### SHORT TASK
Your task is to output the listing word for word, with pictures excluded.
— Start —
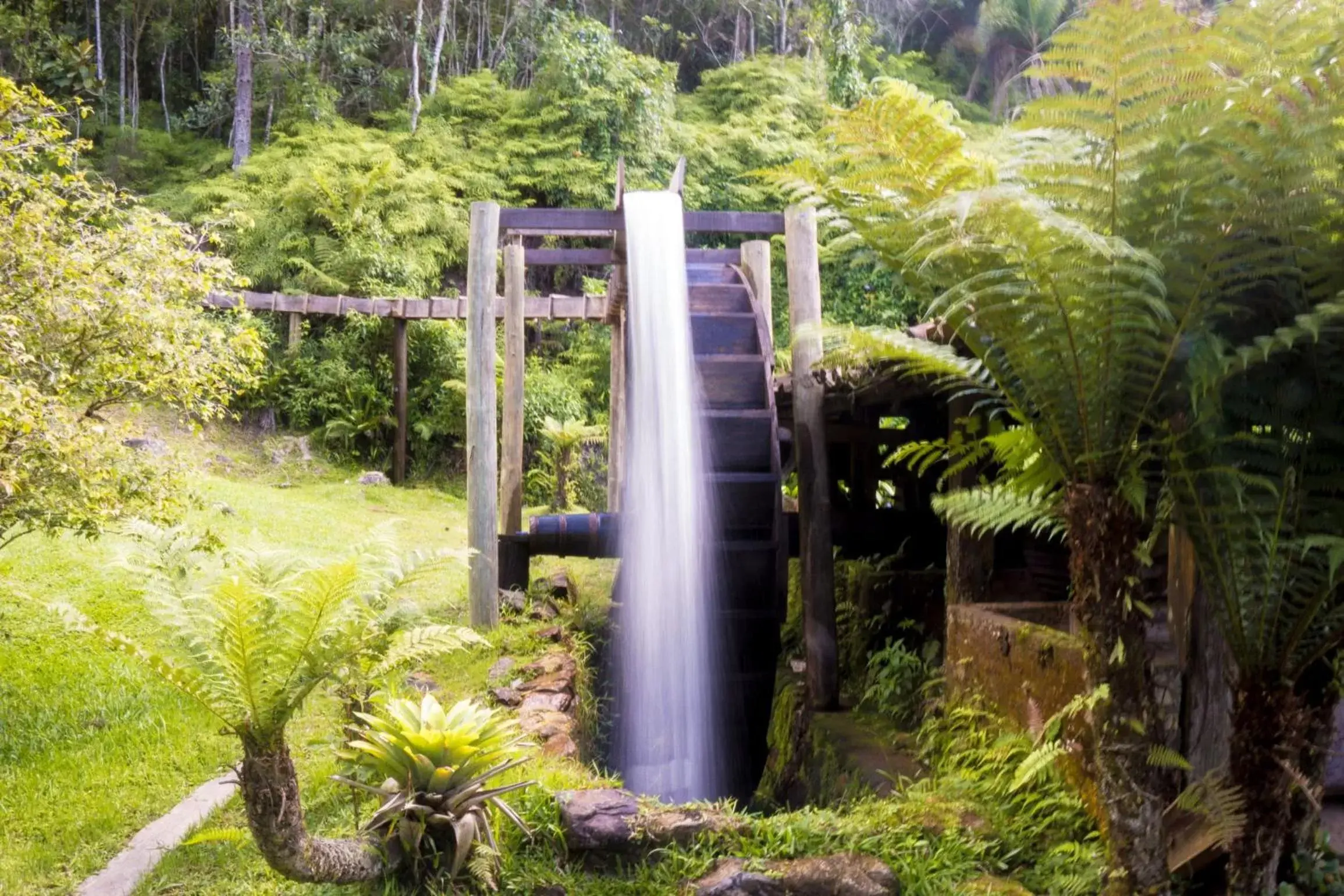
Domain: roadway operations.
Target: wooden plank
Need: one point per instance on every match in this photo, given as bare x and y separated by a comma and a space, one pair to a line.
296, 331
713, 255
970, 558
756, 265
482, 449
597, 257
569, 257
400, 401
589, 308
597, 221
809, 437
511, 475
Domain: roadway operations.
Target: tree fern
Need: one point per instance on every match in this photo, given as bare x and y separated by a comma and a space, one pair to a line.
252, 637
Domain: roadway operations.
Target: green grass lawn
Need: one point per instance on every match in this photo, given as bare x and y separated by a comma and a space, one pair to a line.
93, 747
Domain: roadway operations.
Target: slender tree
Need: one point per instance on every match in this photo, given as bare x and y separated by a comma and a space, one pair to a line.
242, 84
415, 41
439, 46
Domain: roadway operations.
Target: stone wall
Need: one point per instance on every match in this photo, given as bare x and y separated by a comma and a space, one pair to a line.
1021, 657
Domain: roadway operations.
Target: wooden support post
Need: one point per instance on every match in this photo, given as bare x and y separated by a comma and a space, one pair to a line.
400, 399
482, 446
809, 441
296, 331
756, 264
511, 475
970, 558
616, 413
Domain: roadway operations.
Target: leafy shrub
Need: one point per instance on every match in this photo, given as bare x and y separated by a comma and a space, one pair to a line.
433, 769
895, 681
339, 385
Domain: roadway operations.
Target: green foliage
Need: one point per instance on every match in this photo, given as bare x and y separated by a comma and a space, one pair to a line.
344, 210
339, 385
565, 438
897, 679
435, 769
1316, 872
618, 101
249, 637
100, 307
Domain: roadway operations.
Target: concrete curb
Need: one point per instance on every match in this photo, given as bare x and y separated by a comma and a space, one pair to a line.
158, 837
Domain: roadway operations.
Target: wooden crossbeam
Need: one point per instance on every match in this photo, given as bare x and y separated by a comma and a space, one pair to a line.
543, 257
595, 221
579, 308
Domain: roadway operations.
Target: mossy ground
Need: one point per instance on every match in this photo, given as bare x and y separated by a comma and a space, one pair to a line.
94, 747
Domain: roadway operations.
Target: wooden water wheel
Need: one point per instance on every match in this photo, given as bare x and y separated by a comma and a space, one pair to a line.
731, 344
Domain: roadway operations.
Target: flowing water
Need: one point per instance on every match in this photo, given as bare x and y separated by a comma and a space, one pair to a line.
669, 735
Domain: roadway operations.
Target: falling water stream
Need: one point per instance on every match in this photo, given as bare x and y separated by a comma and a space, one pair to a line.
667, 703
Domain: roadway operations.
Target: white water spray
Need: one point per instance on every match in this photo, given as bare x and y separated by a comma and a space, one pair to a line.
670, 743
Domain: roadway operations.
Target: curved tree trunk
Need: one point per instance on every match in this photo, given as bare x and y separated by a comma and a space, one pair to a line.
1104, 531
276, 819
1268, 722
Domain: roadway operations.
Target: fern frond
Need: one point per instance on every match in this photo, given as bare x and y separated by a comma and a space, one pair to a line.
998, 508
417, 645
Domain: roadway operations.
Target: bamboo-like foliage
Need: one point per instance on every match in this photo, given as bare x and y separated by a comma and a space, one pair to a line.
252, 636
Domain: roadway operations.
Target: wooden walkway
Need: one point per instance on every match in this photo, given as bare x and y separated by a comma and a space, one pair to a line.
577, 308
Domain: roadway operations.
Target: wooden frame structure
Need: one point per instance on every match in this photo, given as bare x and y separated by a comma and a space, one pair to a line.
495, 467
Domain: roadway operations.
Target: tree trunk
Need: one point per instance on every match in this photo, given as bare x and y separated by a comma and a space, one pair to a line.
562, 479
242, 85
1268, 722
97, 37
1104, 531
439, 47
276, 819
122, 73
415, 105
163, 88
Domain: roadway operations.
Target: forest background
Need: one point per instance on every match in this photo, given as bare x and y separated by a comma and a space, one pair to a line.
334, 147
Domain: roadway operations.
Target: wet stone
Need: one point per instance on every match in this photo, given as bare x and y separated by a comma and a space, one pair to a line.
506, 696
500, 668
561, 747
546, 702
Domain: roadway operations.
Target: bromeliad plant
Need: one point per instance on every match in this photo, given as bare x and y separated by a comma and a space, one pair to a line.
435, 767
1085, 259
252, 636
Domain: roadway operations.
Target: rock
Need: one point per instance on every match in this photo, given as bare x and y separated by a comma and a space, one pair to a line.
500, 668
561, 747
545, 724
553, 662
421, 681
599, 819
545, 702
842, 875
612, 820
562, 586
560, 681
147, 444
543, 610
506, 696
— End —
### EXERCISE RESULT
Domain: roadway operations.
Target: wooden plank
Need: one point per instance on every match in this photo, given as bare x and y separated by a comma and a space, one pair to a line.
296, 331
713, 255
970, 558
756, 265
482, 449
597, 257
569, 257
400, 401
589, 308
597, 221
809, 437
511, 475
Domain: roadway operations.
Target: tree fern
Need: one point per instance on every match in this photo, given as bare x and y separated by a comma and a space, one pair to a line.
252, 637
Domain: roadway operations.
Target: green grass lawn
Need: one point per instance on every match in this photo, given as bare x and y separated by a comma and a space, one pair to a line.
93, 747
Domain: roadway operations.
Target: slender tree
Need: one point per instance on every match in this photo, given as bare x and y separated by a comma and a space, one pair to a line.
242, 84
415, 41
439, 46
Domain: roadway operations.
Target: stone wall
Need: one point per instance on every match in this photo, given as bare x and y separated by a comma and a space, one pair to a line.
1021, 657
Domain: roadway operations.
Target: wooden support post
Need: one point per instance on every match in this photo, given as bare x and y separated by a comma and a space, one pair to a line.
400, 399
482, 446
809, 441
296, 331
756, 264
511, 475
970, 558
616, 413
Domain: roadway operations.
Target: leafy shrub
Need: one point per instance on every match in this photo, given as bare x and y separated by a comma and a space, one pair to a line.
433, 769
895, 681
339, 385
Domain: roadway operations.
Target: green foliage
Need: one point per instance on every match in this photo, given as bare x and y separated by a comma and a space, one pair to a line.
344, 210
339, 385
565, 438
897, 679
435, 769
1316, 872
618, 101
249, 637
100, 307
Domain: roadway operations.
Target: concrete curb
Need: one point per instance on every match in this photo, given as bare x and y separated by a comma and a space, one pair to a line.
158, 837
Domain: roadway operations.
Target: wooden crossbeam
Need: one point per instance on every match in this photo, given as bare x and y separated by a comma and a space, one pair to a line.
543, 257
595, 221
579, 308
Domain: roadway operations.
Target: mossy ground
Need: one point per instance on every match in this photo, given as bare x and y separated by a comma and a space, one pair to a line.
94, 747
Domain: roadway operations.
Target: wooden water wheel
Need: one point per instance on every match in this photo, given as bare x and y separated by a comma and a space, one pair to a line.
731, 344
Domain: roadway operations.
Target: flowing water
Need: one point per instance on every match in this photo, given as bare x and y separated by a comma and a space, one pair to a line.
669, 735
Domain: roadway operations.
Target: falling water stream
Need: one point per instance on every match in this photo, given as bare x and y separated by a comma and a space, one pair to a line.
667, 703
Domain: roadway operations.
Target: white water spray
Need: one point per instance on every match in this photo, given as bare x and y separated by a comma and a space, one pair to a line.
670, 743
Domain: roadway operations.
Target: curved tree trunk
Need: one point per instance on every match in this photo, given as bare x and y separated by a comma and a space, one pair to a line.
1104, 531
276, 819
1268, 722
Domain: roadway operations.
Target: fern frond
Need: one point per instance on every match in this photo, given as bare x and y separated by a comma and a space, one pair to a line.
998, 508
417, 645
Domain: roadway operations.
Target: bamboo-like foliage
Need: one point per instance on every match in this photo, given as bare x and y separated by a comma and a space, one pair to a line.
252, 636
Domain: roadway operations.
Target: wooden walkway
Need: one point per instance on every match in this photo, given as bare x and y separated by a comma and a space, one pair to a line.
577, 308
Domain: roadway operations.
Target: wooden frame structure
Need: one point per instance on every match in this photo, given as bare x and y separated by a comma and a space, one pair to a line.
495, 467
Domain: roadway operations.
Target: tree trunk
Need: one point per instance on every match in this photo, given as bare x and y separated by a comma and a space, one pair to a line.
562, 479
242, 85
1268, 722
97, 37
1104, 531
439, 47
276, 819
122, 73
415, 105
163, 88
Domain: roadway operations.
Target: forest background
Need: one point per instance on every match in this photo, given as bare x and y separated by a comma and a space, one pair to a line.
334, 147
Domain: roadway operations.
Target: wet stone
Need: one point per instance on every match in this photo, given as bare x and y separated by a comma and a space, one pair to a line.
506, 696
500, 668
561, 747
546, 702
Domain: roadway operations.
Target: bromeliad plant
Need: one point per instance on every match in this photo, given as bare x and y separated by a comma and a space, one pair to a line.
435, 767
1085, 259
252, 636
Domain: roadway operations.
Target: rock
Need: one point per instance on every match in this photo, given as bare x and y separated by a comma and a space, one pair to a line.
500, 668
561, 747
545, 724
553, 662
421, 681
599, 819
545, 702
842, 875
612, 820
562, 586
560, 681
147, 444
543, 610
506, 696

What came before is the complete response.